◆ TASK TO CARRY OUT
Each record has to be repeated exactly as given.

◆ SUPPLIED MATERIAL

>>>>

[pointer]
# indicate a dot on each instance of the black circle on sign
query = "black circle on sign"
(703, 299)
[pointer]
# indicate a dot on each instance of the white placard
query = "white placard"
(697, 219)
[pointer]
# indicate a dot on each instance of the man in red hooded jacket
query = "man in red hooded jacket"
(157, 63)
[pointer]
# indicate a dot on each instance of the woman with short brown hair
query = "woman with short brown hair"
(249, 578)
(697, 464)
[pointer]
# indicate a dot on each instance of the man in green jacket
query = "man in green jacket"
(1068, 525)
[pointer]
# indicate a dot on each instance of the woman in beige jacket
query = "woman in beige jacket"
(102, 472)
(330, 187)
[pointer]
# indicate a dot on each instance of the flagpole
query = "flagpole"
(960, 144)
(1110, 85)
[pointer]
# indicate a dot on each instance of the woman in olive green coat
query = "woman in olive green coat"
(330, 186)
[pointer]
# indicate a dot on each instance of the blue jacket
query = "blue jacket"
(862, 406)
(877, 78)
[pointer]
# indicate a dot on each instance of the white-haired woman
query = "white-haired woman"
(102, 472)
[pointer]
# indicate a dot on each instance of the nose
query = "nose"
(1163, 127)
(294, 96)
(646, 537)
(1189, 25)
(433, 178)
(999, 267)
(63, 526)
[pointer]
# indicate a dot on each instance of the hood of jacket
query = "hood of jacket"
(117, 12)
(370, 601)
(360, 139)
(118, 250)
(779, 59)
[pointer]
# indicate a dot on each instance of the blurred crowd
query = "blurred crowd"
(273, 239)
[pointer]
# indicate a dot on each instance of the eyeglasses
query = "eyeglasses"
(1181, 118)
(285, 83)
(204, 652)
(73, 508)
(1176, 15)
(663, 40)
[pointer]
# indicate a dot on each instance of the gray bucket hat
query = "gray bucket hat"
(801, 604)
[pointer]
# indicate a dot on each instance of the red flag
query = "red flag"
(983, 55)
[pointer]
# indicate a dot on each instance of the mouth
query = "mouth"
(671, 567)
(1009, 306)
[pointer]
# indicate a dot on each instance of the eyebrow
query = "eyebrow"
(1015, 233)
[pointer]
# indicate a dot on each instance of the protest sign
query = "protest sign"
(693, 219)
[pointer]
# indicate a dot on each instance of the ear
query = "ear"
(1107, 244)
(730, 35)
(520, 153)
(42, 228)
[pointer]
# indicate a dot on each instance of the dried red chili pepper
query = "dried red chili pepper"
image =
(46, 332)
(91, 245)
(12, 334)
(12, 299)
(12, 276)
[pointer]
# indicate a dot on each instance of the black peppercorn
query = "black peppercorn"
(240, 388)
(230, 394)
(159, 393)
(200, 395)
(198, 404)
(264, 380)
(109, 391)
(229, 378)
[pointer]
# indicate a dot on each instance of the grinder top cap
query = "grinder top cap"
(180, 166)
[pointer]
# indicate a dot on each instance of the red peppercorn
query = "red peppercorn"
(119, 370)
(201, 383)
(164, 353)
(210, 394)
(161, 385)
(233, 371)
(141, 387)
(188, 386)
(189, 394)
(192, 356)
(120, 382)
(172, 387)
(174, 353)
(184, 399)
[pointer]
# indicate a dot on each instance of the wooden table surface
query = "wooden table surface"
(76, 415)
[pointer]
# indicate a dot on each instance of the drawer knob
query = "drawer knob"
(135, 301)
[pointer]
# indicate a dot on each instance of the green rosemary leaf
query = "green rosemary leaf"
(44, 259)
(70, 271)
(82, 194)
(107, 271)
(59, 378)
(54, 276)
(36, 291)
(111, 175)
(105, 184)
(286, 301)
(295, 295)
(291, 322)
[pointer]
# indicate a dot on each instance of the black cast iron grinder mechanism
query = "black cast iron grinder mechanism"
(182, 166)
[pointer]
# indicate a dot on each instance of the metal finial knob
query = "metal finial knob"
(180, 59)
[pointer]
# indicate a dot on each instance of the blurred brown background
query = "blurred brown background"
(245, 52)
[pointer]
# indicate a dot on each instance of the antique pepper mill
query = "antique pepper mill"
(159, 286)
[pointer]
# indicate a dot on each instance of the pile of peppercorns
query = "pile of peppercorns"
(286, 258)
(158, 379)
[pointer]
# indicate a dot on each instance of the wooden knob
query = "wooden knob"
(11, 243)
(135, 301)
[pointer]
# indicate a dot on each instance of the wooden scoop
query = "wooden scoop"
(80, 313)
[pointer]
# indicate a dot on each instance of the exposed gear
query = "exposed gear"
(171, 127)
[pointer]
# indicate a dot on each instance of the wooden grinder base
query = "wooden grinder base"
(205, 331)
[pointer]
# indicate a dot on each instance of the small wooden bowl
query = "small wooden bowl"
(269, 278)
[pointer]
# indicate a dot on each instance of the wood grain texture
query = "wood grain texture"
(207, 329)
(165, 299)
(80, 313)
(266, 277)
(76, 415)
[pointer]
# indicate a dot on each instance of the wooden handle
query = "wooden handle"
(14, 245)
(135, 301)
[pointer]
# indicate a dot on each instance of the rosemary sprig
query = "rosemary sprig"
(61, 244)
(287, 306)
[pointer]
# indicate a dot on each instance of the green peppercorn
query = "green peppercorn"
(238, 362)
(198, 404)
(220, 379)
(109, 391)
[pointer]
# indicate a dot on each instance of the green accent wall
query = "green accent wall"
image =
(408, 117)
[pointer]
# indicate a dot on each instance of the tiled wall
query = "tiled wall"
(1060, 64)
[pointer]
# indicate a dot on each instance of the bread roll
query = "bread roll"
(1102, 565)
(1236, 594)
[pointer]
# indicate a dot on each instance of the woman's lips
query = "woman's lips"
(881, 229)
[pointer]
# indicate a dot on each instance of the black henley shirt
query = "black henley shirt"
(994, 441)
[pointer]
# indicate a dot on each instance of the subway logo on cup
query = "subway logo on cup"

<<<<

◆ RESULT OF THIS EXERCISE
[pointer]
# indicate a dot on each instance of the black circle on sign
query = "black circle on sign"
(703, 299)
[pointer]
# indicate a dot on each instance of the white placard
query = "white placard"
(697, 219)
[pointer]
# indicate a dot on each instance of the man in red hooded jacket
query = "man in red hooded jacket"
(157, 63)
[pointer]
# indicate a dot on each instance of the woman with short brown hair
query = "woman with short brown hair"
(249, 578)
(697, 464)
[pointer]
# indicate a dot on each instance of the man in green jacket
query = "man in green jacket"
(1068, 525)
[pointer]
# indicate a dot on each instance of the woman in beige jacket
query = "woman in beige jacket"
(102, 472)
(330, 187)
[pointer]
# indicate a dot on each instance of the flagpole
query = "flagpole"
(960, 144)
(1110, 85)
[pointer]
# indicate a dot on each instance of the woman in olive green coat
query = "woman in olive green coat"
(330, 186)
[pointer]
# indicate a dot on each instance of the blue jacket
query = "blue jacket"
(862, 406)
(877, 78)
[pointer]
# indicate a dot on each instance of the white-haired woman
query = "white-haired woman"
(102, 472)
[pointer]
# indicate a dot on each instance of the nose
query = "nose"
(1163, 127)
(294, 96)
(646, 537)
(1189, 25)
(433, 178)
(999, 267)
(63, 526)
[pointer]
# indicate a dot on each instance of the hood of jacket
query = "hood of jacket"
(117, 12)
(370, 601)
(360, 139)
(118, 250)
(779, 59)
[pointer]
# indicate a dot on each instance of the blurred crowd
query = "blurred crowd"
(273, 239)
[pointer]
# indicate a dot on each instance of the eyeglasses
query = "eyeglasses"
(1181, 118)
(285, 83)
(204, 652)
(73, 508)
(1176, 15)
(663, 40)
[pointer]
# indicate a dot on each instance of the gray bucket hat
query = "gray bucket hat"
(801, 604)
[pointer]
# indicate a dot on each instance of the red flag
query = "red flag"
(983, 55)
[pointer]
# indicate a dot on each instance of the mouth
query = "mouth"
(671, 567)
(1009, 306)
[pointer]
# indicate a dot on each instance of the eyebrow
query = "eyebrow"
(1015, 233)
[pointer]
# indicate a dot on each instance of the protest sign
query = "protest sign"
(693, 219)
[pointer]
# indicate a dot on each instance of the ear
query = "ear"
(1107, 244)
(730, 35)
(520, 153)
(42, 228)
[pointer]
# indicate a dot on each instance of the dried red chili pepper
query = "dried red chili pepper"
image =
(46, 332)
(91, 245)
(12, 334)
(12, 299)
(12, 276)
[pointer]
# indicate a dot on each instance of the black peppercorn
query = "black peppercorn"
(240, 388)
(230, 394)
(159, 393)
(200, 395)
(198, 404)
(264, 380)
(109, 391)
(229, 378)
[pointer]
# indicate a dot on each instance of the grinder top cap
query = "grinder top cap"
(180, 166)
[pointer]
# indicate a dot on each instance of the red peppercorn
query = "red peppercorn"
(119, 370)
(201, 383)
(164, 353)
(210, 394)
(161, 385)
(233, 371)
(141, 387)
(188, 386)
(189, 394)
(192, 356)
(120, 382)
(172, 387)
(174, 353)
(184, 399)
[pointer]
# indicate a dot on each instance of the wooden table surface
query = "wooden table surface"
(76, 415)
[pointer]
# indicate a dot on each instance of the drawer knob
query = "drawer knob"
(135, 301)
[pointer]
# indicate a dot on each instance of the green rosemary leaf
query = "green rosemary leaf"
(44, 259)
(70, 271)
(82, 194)
(107, 271)
(59, 378)
(54, 276)
(36, 291)
(111, 175)
(105, 184)
(286, 301)
(295, 295)
(291, 322)
[pointer]
# indicate a dot on each instance of the black cast iron grinder mechanism
query = "black cast iron grinder mechanism"
(182, 166)
[pointer]
# indicate a dot on each instance of the metal finial knob
query = "metal finial knob"
(180, 59)
[pointer]
# indicate a dot on each instance of the blurred brown background
query = "blurred brown background"
(245, 52)
[pointer]
# indicate a dot on each instance of the antique pepper mill
query = "antique pepper mill"
(159, 286)
[pointer]
# indicate a dot on each instance of the pile of peppercorns
query = "pile of peppercorns"
(286, 258)
(158, 379)
[pointer]
# indicate a dot on each instance of the wooden knob
query = "wooden knob"
(11, 243)
(135, 301)
[pointer]
# indicate a dot on each instance of the wooden scoop
query = "wooden scoop"
(80, 313)
[pointer]
# indicate a dot on each instance of the exposed gear
query = "exposed gear"
(171, 127)
[pointer]
# indicate a dot on each instance of the wooden grinder base
query = "wooden grinder base"
(205, 331)
[pointer]
# indicate a dot on each instance of the small wooden bowl
query = "small wooden bowl"
(269, 278)
[pointer]
# indicate a dot on each instance of the wood grain texture
query = "wood grain texture"
(207, 329)
(165, 299)
(80, 313)
(266, 277)
(76, 415)
[pointer]
# indicate a dot on each instance of the wooden handle
query = "wooden handle"
(14, 245)
(135, 301)
[pointer]
# indicate a dot on each instance of the rosemary sprig
query = "rosemary sprig"
(61, 244)
(287, 306)
[pointer]
# indicate a dot on each instance of the green peppercorn
query = "green peppercorn"
(238, 362)
(198, 404)
(220, 379)
(109, 391)
[pointer]
# indicate a dot on each instance of the green accent wall
query = "green accent wall"
image =
(408, 117)
[pointer]
# indicate a dot on each instance of the tiled wall
query = "tiled wall"
(1060, 64)
[pointer]
# indicate a dot on each instance of the bread roll
query = "bread roll"
(1102, 565)
(1236, 594)
[pointer]
# indicate a dot on each instance of the woman's lips
query = "woman's lips"
(881, 229)
[pointer]
# indicate a dot on each instance of the black henley shirt
query = "black henley shirt"
(994, 441)
[pointer]
# indicate a dot on each instance of the subway logo on cup
query = "subway logo on cup"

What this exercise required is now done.